Source records:
+ + + +

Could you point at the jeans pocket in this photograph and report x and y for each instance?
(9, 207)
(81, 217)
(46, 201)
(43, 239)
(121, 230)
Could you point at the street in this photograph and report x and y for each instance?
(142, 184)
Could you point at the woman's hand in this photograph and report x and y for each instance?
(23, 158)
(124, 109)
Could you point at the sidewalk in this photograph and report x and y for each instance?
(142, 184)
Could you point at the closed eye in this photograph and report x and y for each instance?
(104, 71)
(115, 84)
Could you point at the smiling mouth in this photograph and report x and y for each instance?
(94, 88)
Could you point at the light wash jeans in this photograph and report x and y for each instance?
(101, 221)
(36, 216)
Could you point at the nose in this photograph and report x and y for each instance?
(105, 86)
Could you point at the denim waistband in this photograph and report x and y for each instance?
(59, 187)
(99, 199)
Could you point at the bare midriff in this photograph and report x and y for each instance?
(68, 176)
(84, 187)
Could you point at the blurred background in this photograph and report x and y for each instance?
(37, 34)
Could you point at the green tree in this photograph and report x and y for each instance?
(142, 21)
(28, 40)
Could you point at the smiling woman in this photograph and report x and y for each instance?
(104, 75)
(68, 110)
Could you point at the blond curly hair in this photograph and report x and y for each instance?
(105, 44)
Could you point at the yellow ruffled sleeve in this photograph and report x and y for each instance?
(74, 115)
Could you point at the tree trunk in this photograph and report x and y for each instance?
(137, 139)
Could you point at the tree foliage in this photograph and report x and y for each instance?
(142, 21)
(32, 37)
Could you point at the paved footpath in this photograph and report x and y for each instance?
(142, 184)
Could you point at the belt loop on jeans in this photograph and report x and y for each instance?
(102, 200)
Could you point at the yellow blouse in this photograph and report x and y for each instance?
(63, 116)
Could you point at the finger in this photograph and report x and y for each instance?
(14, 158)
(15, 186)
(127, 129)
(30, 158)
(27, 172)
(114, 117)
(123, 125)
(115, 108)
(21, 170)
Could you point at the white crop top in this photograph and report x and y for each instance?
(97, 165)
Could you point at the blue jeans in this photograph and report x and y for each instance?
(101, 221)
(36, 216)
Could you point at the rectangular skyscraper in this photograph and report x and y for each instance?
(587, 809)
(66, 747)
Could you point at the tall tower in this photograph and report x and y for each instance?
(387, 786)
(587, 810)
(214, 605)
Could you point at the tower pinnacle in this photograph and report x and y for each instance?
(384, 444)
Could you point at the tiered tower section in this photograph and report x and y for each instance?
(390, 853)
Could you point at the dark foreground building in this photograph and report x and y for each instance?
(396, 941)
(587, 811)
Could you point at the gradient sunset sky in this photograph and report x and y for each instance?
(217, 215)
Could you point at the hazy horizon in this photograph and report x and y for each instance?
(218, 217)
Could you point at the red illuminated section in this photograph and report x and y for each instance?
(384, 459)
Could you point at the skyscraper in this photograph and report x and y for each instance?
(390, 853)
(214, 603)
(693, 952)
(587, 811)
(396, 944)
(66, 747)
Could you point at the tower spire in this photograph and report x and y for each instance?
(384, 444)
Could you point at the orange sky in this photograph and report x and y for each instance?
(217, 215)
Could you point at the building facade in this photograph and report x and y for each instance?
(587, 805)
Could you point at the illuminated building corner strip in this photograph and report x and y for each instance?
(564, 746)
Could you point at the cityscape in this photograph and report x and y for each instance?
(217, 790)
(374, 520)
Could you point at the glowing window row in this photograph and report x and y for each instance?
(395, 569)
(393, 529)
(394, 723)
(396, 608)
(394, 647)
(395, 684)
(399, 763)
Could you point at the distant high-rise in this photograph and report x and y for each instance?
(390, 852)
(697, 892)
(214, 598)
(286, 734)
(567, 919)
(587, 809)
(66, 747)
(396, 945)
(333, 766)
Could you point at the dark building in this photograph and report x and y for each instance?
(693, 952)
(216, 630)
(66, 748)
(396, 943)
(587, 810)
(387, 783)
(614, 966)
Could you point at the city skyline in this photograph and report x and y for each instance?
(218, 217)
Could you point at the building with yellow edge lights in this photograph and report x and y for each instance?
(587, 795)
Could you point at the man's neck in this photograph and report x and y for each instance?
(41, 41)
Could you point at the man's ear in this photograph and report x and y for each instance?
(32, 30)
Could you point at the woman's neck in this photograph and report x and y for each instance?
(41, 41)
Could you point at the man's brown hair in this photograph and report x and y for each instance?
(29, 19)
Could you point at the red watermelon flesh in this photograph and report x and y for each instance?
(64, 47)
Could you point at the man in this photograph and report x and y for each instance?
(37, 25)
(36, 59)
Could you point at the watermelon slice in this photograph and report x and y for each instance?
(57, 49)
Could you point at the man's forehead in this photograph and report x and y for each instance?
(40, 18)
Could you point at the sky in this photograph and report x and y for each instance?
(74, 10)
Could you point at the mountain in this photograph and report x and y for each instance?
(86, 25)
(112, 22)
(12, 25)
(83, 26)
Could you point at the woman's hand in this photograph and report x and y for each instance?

+ + + +

Work order |
The answer is the full data, repeated exactly as shown.

Output |
Could you point at the jeans pocket in this photograph and report x and y for each instance?
(9, 207)
(81, 217)
(46, 201)
(43, 239)
(121, 230)
Could you point at the street in this photograph and report x and y for each instance?
(142, 184)
Could you point at the woman's hand in this photograph and report x and y for each instance?
(23, 158)
(124, 109)
Could you point at the sidewalk in this photograph and report x and y for each instance?
(142, 184)
Could you point at the closed eye in this photograph and report x and y for each instance?
(104, 71)
(115, 84)
Could you point at the smiling mouth in this photograph and report x and y for each instance?
(94, 88)
Could you point at the light wash jeans in this photograph and report x and y for each instance?
(101, 221)
(36, 216)
Could you point at the nose in this photograph and report x and y for each instance?
(105, 86)
Could you point at the denim waistband in this photograph and report x and y for each instance?
(59, 187)
(99, 199)
Could you point at the bare midriff in this photograph and report x and y for each instance?
(68, 176)
(84, 187)
Could you point at the blurred background in this photograph and report x and y for each instance?
(37, 34)
Could you point at the green tree in this photograph and report x and y for each instance?
(142, 21)
(28, 40)
Could you point at the smiling woman in this photograph and report x and y for each instance?
(104, 75)
(68, 110)
Could you point at the blond curly hair in this photograph and report x and y for each instance?
(105, 44)
Could you point at the yellow ruffled sleeve in this photograph and report x and y for each instance?
(74, 115)
Could you point at the tree trunk in this photograph and report x and y for each instance?
(137, 139)
Could you point at the tree foliage in this photograph and report x and y for each instance?
(142, 21)
(32, 37)
Could you point at the paved footpath in this photograph and report x and y for each instance?
(142, 184)
Could you point at the belt loop on jeans in this photograph and report x and y for each instance?
(102, 200)
Could you point at the yellow blouse in this photograph and report x and y for each instance?
(63, 116)
Could you point at the finger in this photograph and report x and y for each instance?
(14, 158)
(15, 186)
(127, 129)
(30, 158)
(27, 172)
(114, 117)
(123, 125)
(115, 108)
(21, 170)
Could you point at the white crop top in this photograph and report x and y for each instance?
(97, 165)
Could you point at the blue jeans in this photograph and report x and y for each instance?
(101, 221)
(36, 216)
Could you point at the rectangular skyscraper in this photograph and report x and y for each instance?
(587, 809)
(66, 747)
Could you point at the tall tower in this photograph and report x and y for each instance?
(387, 786)
(587, 810)
(214, 605)
Could you point at the tower pinnacle in this photograph and report x and y for each instance?
(384, 444)
Could you point at the tiered tower section in this photograph and report x and y for each instance?
(390, 853)
Could you point at the dark foreground building in this photograph and report x and y for each instance?
(396, 941)
(587, 811)
Could you point at the gradient sunset sky in this photograph and report x and y for each instance?
(217, 215)
Could you point at the hazy horizon in this photograph and report x and y for each instance?
(218, 217)
Could you point at the red illuminated section in this photograph and report x and y for each instance?
(384, 459)
Could you point at the skyscraper in this photograph and report x and y for each instance?
(390, 853)
(214, 603)
(693, 952)
(587, 811)
(396, 944)
(66, 747)
Could you point at the tower spire in this photograph and report x and y for each instance?
(384, 444)
Could you point at the orange sky in this photograph and report x and y for each instance?
(217, 215)
Could you point at the building facade in this photograph and report x and y for each instance?
(587, 805)
Could you point at the illuminated building corner strip in this photograph and report x and y for each instance?
(564, 746)
Could you point at the cityscape in this photograph and report x and y for each instance?
(217, 790)
(374, 520)
Could you point at the glowing window row in this photograph and report x and y for each instance?
(395, 569)
(393, 529)
(394, 723)
(396, 608)
(394, 647)
(395, 684)
(399, 763)
Could you point at the distant high-rise in this photograph and report x and y for each instance?
(390, 852)
(697, 892)
(214, 598)
(286, 734)
(567, 919)
(587, 809)
(66, 747)
(396, 945)
(333, 766)
Could you point at the dark building in this photograph and report x and y for each instance?
(693, 952)
(216, 630)
(66, 748)
(396, 943)
(587, 810)
(387, 783)
(614, 966)
Could you point at the city skyline in this photograph and report x and y for each instance?
(218, 217)
Could you point at the building with yellow edge lights in this photograph and report x and y for each instance?
(587, 795)
Could you point at the man's neck in this photograph and report x and y for each instance?
(41, 41)
Could you point at the man's ear in this photograph and report x and y for each instance?
(32, 30)
Could you point at the woman's neck in this photograph and report x and y for each instance?
(41, 41)
Could you point at the man's brown hair in this photograph and report x and y for each instance?
(29, 19)
Could you point at the red watermelon flesh in this photograph and report x and y for each instance?
(64, 47)
Could you point at the man in this photograph and report x and y for each instance?
(37, 25)
(36, 59)
Could you point at the watermelon slice in this photograph and report x and y for each instance?
(57, 49)
Could you point at the man's forehead in this photograph and report x and y for each instance?
(40, 18)
Could you point at the sky in this photograph and report x and y for each instance?
(74, 10)
Could you point at the mountain in this photograph and report x and y for each instance?
(86, 25)
(112, 22)
(12, 25)
(83, 26)
Could you point at the woman's hand in this photograph and report x and y for each instance?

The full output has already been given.